Instructions for the task: Please transcribe the entries starting at the line containing "of the goal" and running through the end of the entries, omitting the pictures.

[Pointing dataset entries]
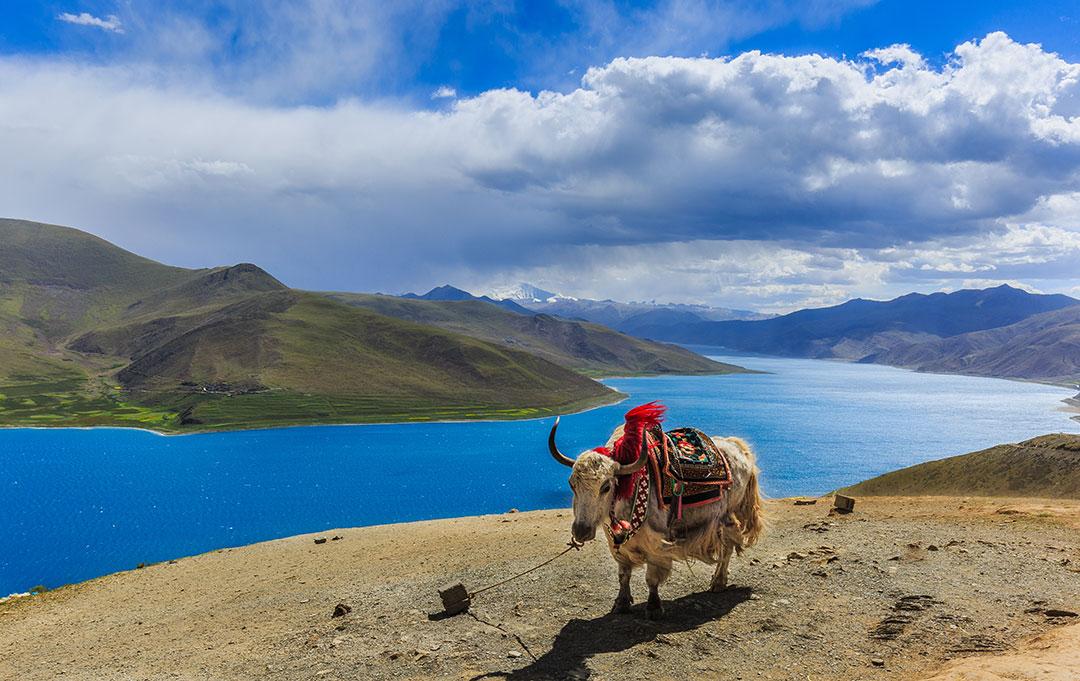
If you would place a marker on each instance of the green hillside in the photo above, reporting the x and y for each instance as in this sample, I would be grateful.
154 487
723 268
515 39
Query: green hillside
589 348
92 335
1042 466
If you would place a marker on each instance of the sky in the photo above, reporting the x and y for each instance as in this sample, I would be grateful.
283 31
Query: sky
766 155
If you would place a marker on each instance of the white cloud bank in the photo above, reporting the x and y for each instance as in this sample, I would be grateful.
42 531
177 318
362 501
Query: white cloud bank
840 176
110 23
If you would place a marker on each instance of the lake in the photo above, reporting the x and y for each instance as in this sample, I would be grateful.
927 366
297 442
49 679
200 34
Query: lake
80 503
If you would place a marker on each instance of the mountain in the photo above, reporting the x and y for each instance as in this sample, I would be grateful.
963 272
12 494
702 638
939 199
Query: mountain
632 317
580 345
523 293
1045 466
447 293
1043 346
867 328
93 335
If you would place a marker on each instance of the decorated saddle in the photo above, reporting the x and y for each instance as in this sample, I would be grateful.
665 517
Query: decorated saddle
685 466
690 470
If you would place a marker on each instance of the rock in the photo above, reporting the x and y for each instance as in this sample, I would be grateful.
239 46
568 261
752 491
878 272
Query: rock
341 610
844 504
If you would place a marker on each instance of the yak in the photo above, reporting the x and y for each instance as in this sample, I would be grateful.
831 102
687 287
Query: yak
606 480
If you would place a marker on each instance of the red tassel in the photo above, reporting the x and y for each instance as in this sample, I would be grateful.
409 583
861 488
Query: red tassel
628 448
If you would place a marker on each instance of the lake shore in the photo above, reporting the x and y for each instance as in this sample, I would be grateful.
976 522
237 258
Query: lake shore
972 577
616 398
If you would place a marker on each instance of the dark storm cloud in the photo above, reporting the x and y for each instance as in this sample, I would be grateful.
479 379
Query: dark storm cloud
854 169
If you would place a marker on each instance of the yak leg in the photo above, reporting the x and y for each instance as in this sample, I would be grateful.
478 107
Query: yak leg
720 576
656 574
624 599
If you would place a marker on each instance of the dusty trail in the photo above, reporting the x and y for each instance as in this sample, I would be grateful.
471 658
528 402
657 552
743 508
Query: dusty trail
894 590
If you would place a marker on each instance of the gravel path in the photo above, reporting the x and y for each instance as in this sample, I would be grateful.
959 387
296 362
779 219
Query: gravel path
890 591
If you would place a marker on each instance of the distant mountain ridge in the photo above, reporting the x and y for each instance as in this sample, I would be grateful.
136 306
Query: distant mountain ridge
960 331
1044 345
93 335
447 293
1044 466
581 345
636 318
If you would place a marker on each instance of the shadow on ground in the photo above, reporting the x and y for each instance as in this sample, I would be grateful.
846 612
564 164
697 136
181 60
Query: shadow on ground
581 639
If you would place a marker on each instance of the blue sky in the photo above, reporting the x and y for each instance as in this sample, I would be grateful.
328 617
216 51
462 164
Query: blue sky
602 149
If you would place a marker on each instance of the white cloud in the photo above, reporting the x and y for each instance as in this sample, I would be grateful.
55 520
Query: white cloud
110 23
766 178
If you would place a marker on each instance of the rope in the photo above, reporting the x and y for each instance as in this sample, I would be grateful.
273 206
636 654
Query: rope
572 545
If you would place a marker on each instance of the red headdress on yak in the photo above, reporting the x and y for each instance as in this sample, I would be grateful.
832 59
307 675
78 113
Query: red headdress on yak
628 448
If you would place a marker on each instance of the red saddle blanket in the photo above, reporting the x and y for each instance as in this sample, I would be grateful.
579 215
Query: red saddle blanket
687 463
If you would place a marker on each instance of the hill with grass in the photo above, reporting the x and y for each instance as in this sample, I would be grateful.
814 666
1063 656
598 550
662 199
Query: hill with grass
1045 466
584 346
92 335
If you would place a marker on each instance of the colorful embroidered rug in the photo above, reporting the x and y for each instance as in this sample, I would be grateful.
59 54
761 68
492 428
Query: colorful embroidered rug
690 466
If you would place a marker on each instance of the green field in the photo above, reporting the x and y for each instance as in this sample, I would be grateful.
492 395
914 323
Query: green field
73 403
94 336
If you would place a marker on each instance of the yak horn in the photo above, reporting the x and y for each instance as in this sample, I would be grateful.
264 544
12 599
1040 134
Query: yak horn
629 468
559 457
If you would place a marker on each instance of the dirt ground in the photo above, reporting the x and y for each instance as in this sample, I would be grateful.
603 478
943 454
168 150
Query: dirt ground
902 588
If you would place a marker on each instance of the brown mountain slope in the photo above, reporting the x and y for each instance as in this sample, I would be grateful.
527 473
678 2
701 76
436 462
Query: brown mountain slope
580 345
1042 348
1042 466
92 335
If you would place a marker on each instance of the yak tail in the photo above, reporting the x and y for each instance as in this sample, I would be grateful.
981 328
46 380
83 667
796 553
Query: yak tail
748 511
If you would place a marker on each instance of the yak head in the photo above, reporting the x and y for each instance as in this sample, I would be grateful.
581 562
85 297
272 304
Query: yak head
596 474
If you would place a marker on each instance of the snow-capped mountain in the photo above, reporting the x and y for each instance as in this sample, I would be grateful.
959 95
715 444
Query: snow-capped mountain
524 293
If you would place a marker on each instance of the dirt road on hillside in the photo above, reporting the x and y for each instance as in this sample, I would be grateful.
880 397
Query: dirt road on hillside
895 590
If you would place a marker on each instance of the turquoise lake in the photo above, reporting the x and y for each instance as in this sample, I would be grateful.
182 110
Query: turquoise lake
80 503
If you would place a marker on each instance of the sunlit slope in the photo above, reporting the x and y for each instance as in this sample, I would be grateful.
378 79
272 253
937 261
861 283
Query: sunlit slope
580 345
1045 466
91 334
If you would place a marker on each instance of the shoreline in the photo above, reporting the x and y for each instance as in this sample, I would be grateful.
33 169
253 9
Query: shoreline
255 428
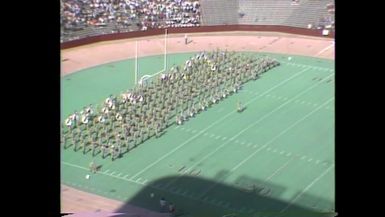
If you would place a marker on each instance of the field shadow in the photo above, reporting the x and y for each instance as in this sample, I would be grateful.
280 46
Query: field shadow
247 197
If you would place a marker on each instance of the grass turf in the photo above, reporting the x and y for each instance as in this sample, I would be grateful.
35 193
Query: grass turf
283 143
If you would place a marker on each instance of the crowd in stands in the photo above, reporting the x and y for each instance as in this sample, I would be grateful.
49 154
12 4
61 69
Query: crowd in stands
145 14
123 122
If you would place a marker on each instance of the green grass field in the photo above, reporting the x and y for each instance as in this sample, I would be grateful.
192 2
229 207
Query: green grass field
282 145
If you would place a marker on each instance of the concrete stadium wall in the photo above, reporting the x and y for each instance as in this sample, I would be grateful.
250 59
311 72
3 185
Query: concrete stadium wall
221 28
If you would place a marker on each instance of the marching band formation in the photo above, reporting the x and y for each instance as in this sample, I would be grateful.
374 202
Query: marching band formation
127 120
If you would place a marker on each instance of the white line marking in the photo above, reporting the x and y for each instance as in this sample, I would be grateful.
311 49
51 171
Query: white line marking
325 49
272 140
279 169
307 188
211 125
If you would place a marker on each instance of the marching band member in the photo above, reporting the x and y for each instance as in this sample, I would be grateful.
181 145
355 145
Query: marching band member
101 119
68 122
118 117
84 119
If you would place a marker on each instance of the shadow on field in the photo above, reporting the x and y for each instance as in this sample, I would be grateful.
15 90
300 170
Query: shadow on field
246 197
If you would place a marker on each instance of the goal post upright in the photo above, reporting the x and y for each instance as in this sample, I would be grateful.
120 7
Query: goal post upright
136 62
165 50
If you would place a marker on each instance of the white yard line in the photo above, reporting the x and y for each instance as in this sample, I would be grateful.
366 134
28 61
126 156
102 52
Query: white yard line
211 125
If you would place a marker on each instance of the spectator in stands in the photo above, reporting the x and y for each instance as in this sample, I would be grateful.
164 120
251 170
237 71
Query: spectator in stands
80 14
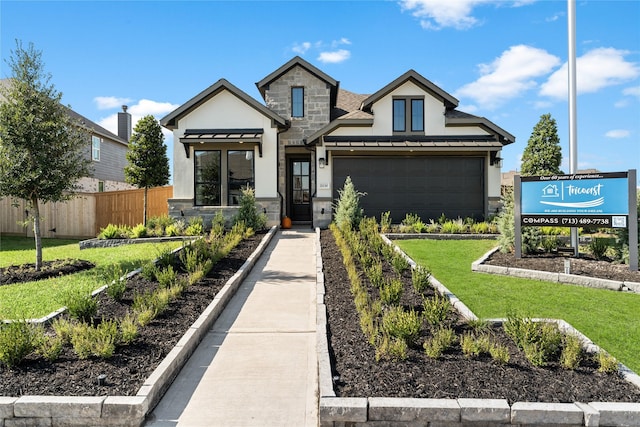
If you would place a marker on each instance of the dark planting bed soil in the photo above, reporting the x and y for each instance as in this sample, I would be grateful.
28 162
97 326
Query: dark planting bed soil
131 365
357 374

The completed task:
If you would place a marker on each instance of the goal post upright in the photo above, reporting the x and y for each instance as in this sample, I would be grateful.
120 7
Query: goal post upright
136 62
165 50
If you would place a marker on each instance of the white yard line in the photo above, reporting the x and y for each instance as in this sample, I would be grateful.
366 134
28 61
126 156
102 52
Query: white yard line
211 125
If you would place a marker on each instance of the spectator in stands in the photo above, reporting the x and y for each instance as in this sample, I would be grateful.
164 120
251 170
237 71
Query: spectator in stands
80 14
If you would place a marker on each instance of the dark planting bed soil in the photo above, reporting the x and y for each instance as in this sample, I would be grateful.
28 162
97 326
Query: dark planting bed soil
131 365
357 374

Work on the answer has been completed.